## Data entries
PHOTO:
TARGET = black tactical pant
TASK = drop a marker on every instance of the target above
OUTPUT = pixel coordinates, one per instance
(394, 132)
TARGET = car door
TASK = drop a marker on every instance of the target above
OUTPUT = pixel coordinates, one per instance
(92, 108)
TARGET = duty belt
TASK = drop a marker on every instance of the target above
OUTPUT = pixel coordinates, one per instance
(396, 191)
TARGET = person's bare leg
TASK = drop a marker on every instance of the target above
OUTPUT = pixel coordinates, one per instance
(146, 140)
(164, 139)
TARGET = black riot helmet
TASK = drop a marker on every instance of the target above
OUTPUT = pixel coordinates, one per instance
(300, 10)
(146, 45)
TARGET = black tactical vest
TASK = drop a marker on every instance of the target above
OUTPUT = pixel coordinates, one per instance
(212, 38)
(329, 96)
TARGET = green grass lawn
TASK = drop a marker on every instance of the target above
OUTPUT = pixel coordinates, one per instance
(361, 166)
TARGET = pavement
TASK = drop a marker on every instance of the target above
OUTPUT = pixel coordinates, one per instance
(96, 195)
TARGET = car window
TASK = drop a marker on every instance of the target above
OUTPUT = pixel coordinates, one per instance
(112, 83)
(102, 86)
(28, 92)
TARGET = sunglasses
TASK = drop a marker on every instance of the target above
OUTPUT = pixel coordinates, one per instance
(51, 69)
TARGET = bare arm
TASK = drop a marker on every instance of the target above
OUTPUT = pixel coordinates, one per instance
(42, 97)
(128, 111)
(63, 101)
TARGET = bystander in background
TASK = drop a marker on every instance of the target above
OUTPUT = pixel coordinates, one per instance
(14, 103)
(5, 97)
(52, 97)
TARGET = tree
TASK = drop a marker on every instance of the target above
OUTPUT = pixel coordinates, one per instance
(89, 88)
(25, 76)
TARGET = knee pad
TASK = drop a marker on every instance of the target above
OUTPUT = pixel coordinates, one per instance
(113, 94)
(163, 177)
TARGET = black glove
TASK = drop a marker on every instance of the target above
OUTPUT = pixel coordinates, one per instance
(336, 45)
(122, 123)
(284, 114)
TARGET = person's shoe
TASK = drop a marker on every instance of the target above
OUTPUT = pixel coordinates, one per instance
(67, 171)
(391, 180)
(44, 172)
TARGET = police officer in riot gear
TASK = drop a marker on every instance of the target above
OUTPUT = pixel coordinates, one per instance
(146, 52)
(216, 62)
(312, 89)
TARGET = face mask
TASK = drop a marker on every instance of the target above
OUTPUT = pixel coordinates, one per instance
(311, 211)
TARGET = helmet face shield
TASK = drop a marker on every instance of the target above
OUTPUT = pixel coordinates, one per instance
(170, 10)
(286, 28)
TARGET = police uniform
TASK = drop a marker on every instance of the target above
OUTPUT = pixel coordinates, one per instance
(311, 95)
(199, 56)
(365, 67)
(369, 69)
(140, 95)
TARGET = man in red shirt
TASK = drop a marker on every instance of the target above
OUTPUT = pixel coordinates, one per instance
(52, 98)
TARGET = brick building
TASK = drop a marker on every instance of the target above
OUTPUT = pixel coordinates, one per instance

## WHAT YOU HAVE TO DO
Please return every line of the material above unchanged, from the first to the last.

## FINISHED ANSWER
PHOTO:
TARGET = black tactical pant
TASK = drop a marker on every instance of the target above
OUTPUT = pixel coordinates, one per instance
(394, 132)
TARGET = car door
TASK = drop a marker on every instance of the target above
OUTPUT = pixel coordinates, one per instance
(92, 108)
TARGET = duty belt
TASK = drop a marker on every instance of the target above
OUTPUT = pixel coordinates, one per instance
(396, 191)
TARGET = person's bare leg
TASK = drop a marker on every instance of the target above
OUTPUT = pixel coordinates, one per instance
(146, 140)
(164, 139)
TARGET = black riot helmet
TASK = drop a marker on every instance of the target above
OUTPUT = pixel coordinates, one per instance
(300, 10)
(146, 45)
TARGET = black tactical vest
TASK = drop a marker on every instance of the target above
OUTPUT = pixel coordinates, one per instance
(212, 38)
(329, 96)
TARGET = green grass lawn
TASK = drop a marker on every instance of the target above
OUTPUT = pixel coordinates, one per instance
(361, 166)
TARGET = pavement
TASK = drop a marker on every instance of the target above
OUTPUT = pixel coordinates, one per instance
(96, 195)
TARGET = car window
TASK = drop a marker on every instance of the target above
OUTPUT = pixel coordinates, one per instance
(112, 83)
(102, 86)
(28, 92)
TARGET = sunglasses
TASK = drop a marker on every instance of the target above
OUTPUT = pixel coordinates, one per instance
(51, 69)
TARGET = bare arm
TASK = drop a marker on every instance of the target above
OUTPUT = pixel coordinates, one per instance
(42, 97)
(128, 111)
(63, 101)
TARGET = bystander in background
TASK = drop a marker on every instance of the target above
OUTPUT = pixel coordinates, one per instance
(14, 103)
(5, 97)
(52, 97)
TARGET = tree
TASK = drop a marker on every instance of the target above
OUTPUT = pixel coordinates, one per instance
(89, 88)
(25, 76)
TARGET = knee pad
TASK = drop a marker on every instance of the target above
OUTPUT = pixel coordinates, one per instance
(113, 94)
(163, 177)
TARGET = black glove
TASK = drop a marker on every instance of the target above
OUTPUT = pixel coordinates, one per instance
(336, 45)
(122, 123)
(284, 114)
TARGET = person's shoe
TASK = drop a marker on every instance of the target above
OUTPUT = pixel coordinates, one per instance
(67, 171)
(391, 180)
(44, 172)
TARGET = police officer in riot gear
TASK = drop a marker on every instance of the target above
OUTPUT = pixel coordinates, one per instance
(146, 52)
(216, 62)
(312, 89)
TARGET = face mask
TASK = drop a marker on every instance of the target above
OUTPUT = pixel coordinates, one per instance
(311, 211)
TARGET = helmet face shield
TASK = drop a marker on every instance of the target above
OUTPUT = pixel coordinates, one per instance
(170, 10)
(286, 28)
TARGET = police uniform
TASK = drop a marker on every instance of the target above
OUTPUT = pixel coordinates, one per instance
(311, 95)
(199, 56)
(365, 67)
(369, 69)
(140, 95)
TARGET = man in red shirt
TASK = drop a marker on every instance of the target above
OUTPUT = pixel coordinates, one per instance
(52, 98)
TARGET = brick building
TASK = drop a marker on every instance of the target above
OUTPUT = pixel coordinates, one per instance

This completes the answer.